Problems and tasks:
1. In the passage on Elastic Load Balancing and HAProxy, what does running the elb-create-lb command return?
2. Carry on the passage on Elastic Load Balancing and HAProxy, starting after its final sentence.

HAProxy on the other hand will handle large traffic spikes very handily. In addition HAProxy gives you the power to fine tune your load balancing, as well as additional features such as error pages, real time statistics, and the use of acl’s. However not everyone requires these features, so you will need to decide for yourself if you want to go with the easy solution, or the more robust route. I will describe how you can setup Elastic Load Balancing, as well as how to auto scale with ELB or by using HAProxy.

Setting Up Elastic Load Balancing

Setting up Elastic Load Balancing is as easy as running a single command using the Amazon API Tools. To create a new load balancer you will run the elb-create-lb command. When you run the command you will specify the name of the new load balancer, the availability zones you want to use, the incoming port and the protocol to use for it, and the port the traffic should be sent to on the instance. For example if we want to create a new load balancer called test-balancer, in the us-east-1a zone, that is listening on port 80 for http traffic, and will send traffic to port 80 on our instances we would run:

elb-create-lb test-balancer --availability-zones us-east-1a --listener "lb-port=80,instance-port=80,protocol=http"

Executing this command will return the DNS name of the new load balancer that was created. You will use this DNS name to point traffic to so that it gets distributed by your load balancing. Unfortunately the recommended way to point this traffic is via a DNS CNAME. The reason this is a problem is that you cannot use a CNAME with a root domain. For example I would not be able to point to the load balancer. I could however point Using a sub domain appears to be the common work around people are utilizing. The other option is to do a lookup of the DNS name returned from the command and using the IP address. This approach you will constantly have to monitor the DNS name from Amazon however, as they are not utilizing static IP’s for load balancing.

Information provided:
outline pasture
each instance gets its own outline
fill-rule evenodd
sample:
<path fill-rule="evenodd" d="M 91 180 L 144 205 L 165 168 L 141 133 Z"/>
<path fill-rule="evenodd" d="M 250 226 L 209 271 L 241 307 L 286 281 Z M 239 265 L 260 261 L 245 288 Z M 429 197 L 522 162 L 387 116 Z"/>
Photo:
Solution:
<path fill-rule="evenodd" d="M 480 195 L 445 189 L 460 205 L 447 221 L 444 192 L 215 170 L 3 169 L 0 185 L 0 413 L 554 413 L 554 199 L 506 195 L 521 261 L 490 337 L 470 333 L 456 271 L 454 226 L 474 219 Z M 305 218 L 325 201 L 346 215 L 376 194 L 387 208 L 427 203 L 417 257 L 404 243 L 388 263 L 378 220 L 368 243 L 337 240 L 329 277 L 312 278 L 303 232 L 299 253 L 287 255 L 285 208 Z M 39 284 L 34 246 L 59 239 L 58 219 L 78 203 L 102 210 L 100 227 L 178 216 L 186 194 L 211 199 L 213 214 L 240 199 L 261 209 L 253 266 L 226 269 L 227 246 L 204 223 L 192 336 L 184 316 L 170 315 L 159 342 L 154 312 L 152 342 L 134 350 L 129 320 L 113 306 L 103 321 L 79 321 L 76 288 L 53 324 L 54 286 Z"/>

Answers in order:
1. It returns the DNS name of the new load balancer that was created.

2.
Once you have load balancer setup you will need to associate running EC2 instances with the load balancer. To do this you will run the command elb-register-instances-with-lb. This command allows you to register an instance with a specific load balancer. For example if we had 2 instances with instance id’s of i-123456 and i-123457 that you wanted to associate with the test-balancer load balancer you would run:

elb-register-instances-with-lb test-balancer --instances i-123456 i-123457

In the same manor you can use the elb-deregister-instances-with-lb to remove instances from a given load balancer. Finally if you wish to view all the load balancers you currently have setup you can utilize the elb-describe-lbs

Ultimate it is that easy to setup load balancing with Amazon Web Services. If you do not require all the features of HAProxy, and want something quick and easy to setup, Elastic Load Balancing cannot be beat.

Load Balancing with HAProxy

There comes a time for many websites when their single hosting solution just doesn’t provide enough power to handle the amount of traffic they are receiving.

Scaling Basics

One solution is to simply get a more powerful server. However this is generally expensive, and doesn’t allow you to scale your solution nicely when you reach your next plateau of performance. This is an example of vertical scaling. Typically you want to avoid scaling out in this way as it is usually less cost effective, and harder to continue to scale.

The alternative and preferred method is horizontal scaling. Rather than add more hardware to your single server, you instead add additional servers. To do this you will need one server (or two or more if you want to be redundant) to act as a load balancer, and then several other servers to host the content (lets call these servers the application servers). In this way as you continue to grow your website and you need more power, you simply add another application server, and modify the load balancers configuration. It is that simple.

Configuring Load Balancing with HAProxy

HAProxy is a lightweight, high performance TCP/HTTP load balancer. It can be run on a budget server without any problems. Under extreme traffic you are more likely to saturate your network before your server running HAProxy runs out of memory or hits a performance wall.

Setting up HAProxy is pretty easy. Under most current Linux distributions you can simply install the application via the package manager (apt, yum, etc). If you have to compile HAProxy it is a simple ./configure, make, make install.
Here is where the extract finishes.